* ЗАДАНИЯ
(a) Верните без изменений отрывок из текста о реэкспозиции музея Тургенева: начните со слов «Множество имен, географических» и остановитесь после слов «с именем Тургенева.».
(b) Ответьте по тексту о реэкспозиции музея Тургенева: в каком сетевом издании и когда была размещена статья Леонида Агибалова?
(c) Определите, согласуются ли с текстом о реэкспозиции музея Тургенева следующие утверждения, и для каждого ответьте «да» или «нет», приведя решающие слова текста в кавычках: (i) музей Тургенева расположен в особняке более семидесяти лет; (ii) обновленная экспозиция открылась в день смерти Тургенева; (iii) свойство «всемирной отзывчивости» так назвал Пушкин.
--- ТЕКСТ ---
Ответ на критическую статью блогера Леонида Агибалова «Нехотя вспомнишь и время былое…»

Орловский объединенный государственный литературный музей И.С. Тургенева публикует ответ на критическую статью блогера Леонида Агибалова «Нехотя вспомнишь и время былое…», размещенную 24.11.2018 в сетевом издании «ОрёлТаймс».

 

«Тургенев. Жизнь для искусства».

На открытие реэкспозиции музея Тургенева в Орле

(реплика на статью Л. Агибалова)

 

Вам, г-н журналист, не понравилась наша экспозиция. Что же, право имеете. Как говорится, на вкус и цвет… Только с первых строк покоробил тон Вашей статьи, как будто написанной с целью не только раскритиковать нашу работу, но и вовсе зачеркнуть, уничтожить ее.
По-Вашему выходит, что и Тургенев – будто писатель не писатель, а прежде всего барин, и особняк, где более семи десятков лет расположен его музей, как бы и не настоящий (хотя, на наш взгляд, самые камни улицы, где родился классик, священны), и нынешние музейщики не идут ни в какое сравнение с отцами-основателями, и самый двухсотлетний юбилей писателя «не дотягивает» до события столетней давности. Понятно, что и открытая в день рождения Тургенева обновленная экспозиция вызывает одно раздражение. Воля Ваша, тут «видишь намерение и делается скучно». Признайтесь, Вы ожидали увидеть «прелестную картинку» (вот, мол, как господа в старину жили), и испытали разочарование.
Как странно, собиравшаяся в течение века коллекция тургеневских реликвий «первого ряда» Вас не тронула… Что делать! Музейная экспозиция говорит своим языком, чтобы «прочесть ее», нужны и время, и внимание… По-видимому, у Вас не нашлось ни того, ни другого. В конце концов, путешествие в музей, «если кто хочет извлечь из него пользу, точно такой же труд, как и все в жизни».
Каждая экспозиция строится согласно своим законам, своим ритмам, продиктованным внутренней логикой. Ритмы нашей прочерчены витринами с музейными раритетами, «сюитой» изваяний, последовательно сменяющих друг друга. Они и организуют, и объединяют пространство, расставляют акценты, значимые для героя жизненные вехи. Такие вехи в нашей экспозиции – скульптурные портреты античных писателей, мыслителей и художников – герои эпохи Возрождения, просветители XVIII века, Пушкин – главный учитель Тургенева в отечественной литературе. Это единообразие уравновешивается разнообразием дизайнерских решений: посетитель попадает из «портретной» в «библиотечную», из «мастерской художника» в «домашний театр», из «кабинета писателя» в «гостиную». Эта смена интерьеров призвана отобразить особенное свойство творческого наследия Тургенева, поставившего на службу своего искусства, помимо искусства слова, ваяние, живопись, музыку.
Множество имен, географических названий, образов, заполняющих экспозиционное пространство, воплощает положение писателя «на сретенье» России и Европы, его открытость миру – свойство, которое Достоевский назвал «всемирной отзывчивостью». Надеемся со временем утолить жажду любителей технических средств, представив в так называемом «музейном киоске» полный инвентарь городов и весей, связанных с именем Тургенева.
--- ИСХОДНЫЕ ДАННЫЕ ---
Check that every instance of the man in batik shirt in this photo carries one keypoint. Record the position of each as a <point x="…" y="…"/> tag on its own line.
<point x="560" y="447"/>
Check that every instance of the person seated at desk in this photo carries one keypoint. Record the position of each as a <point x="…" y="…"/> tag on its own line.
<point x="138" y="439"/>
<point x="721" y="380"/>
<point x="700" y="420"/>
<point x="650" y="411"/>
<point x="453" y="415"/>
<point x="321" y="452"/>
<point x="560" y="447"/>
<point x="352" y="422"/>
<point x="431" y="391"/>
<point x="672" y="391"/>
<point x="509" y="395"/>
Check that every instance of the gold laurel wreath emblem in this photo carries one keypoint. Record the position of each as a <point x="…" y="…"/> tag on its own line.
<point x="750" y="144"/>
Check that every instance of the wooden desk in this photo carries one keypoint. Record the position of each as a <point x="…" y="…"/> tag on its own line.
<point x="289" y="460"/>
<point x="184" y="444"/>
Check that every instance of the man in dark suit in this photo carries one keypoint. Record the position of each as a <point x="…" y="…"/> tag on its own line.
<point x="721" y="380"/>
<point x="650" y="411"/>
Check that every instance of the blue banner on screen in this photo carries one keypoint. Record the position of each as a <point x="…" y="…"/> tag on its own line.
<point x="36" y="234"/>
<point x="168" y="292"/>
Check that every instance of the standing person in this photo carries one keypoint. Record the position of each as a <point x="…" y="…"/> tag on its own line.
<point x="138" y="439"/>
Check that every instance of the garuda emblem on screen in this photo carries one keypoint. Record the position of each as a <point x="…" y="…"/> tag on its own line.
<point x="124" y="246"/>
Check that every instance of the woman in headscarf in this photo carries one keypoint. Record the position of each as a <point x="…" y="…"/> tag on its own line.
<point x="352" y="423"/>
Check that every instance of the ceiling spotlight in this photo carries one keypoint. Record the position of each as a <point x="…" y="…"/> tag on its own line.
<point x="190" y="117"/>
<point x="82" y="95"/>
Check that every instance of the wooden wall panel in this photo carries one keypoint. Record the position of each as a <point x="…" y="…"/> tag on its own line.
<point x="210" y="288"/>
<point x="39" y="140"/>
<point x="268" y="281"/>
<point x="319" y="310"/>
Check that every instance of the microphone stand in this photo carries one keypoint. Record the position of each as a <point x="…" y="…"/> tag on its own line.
---
* ОТВЕТЫ
(a)
Множество имен, географических названий, образов, заполняющих экспозиционное пространство, воплощает положение писателя «на сретенье» России и Европы, его открытость миру – свойство, которое Достоевский назвал «всемирной отзывчивостью». Надеемся со временем утолить жажду любителей технических средств, представив в так называемом «музейном киоске» полный инвентарь городов и весей, связанных с именем Тургенева.

(b) В сетевом издании «ОрёлТаймс», 24.11.2018.

(c)
(i) Да: «особняк, где более семи десятков лет расположен его музей».
(ii) Нет: «открытая в день рождения Тургенева обновленная экспозиция».
(iii) Нет: «свойство, которое Достоевский назвал «всемирной отзывчивостью»».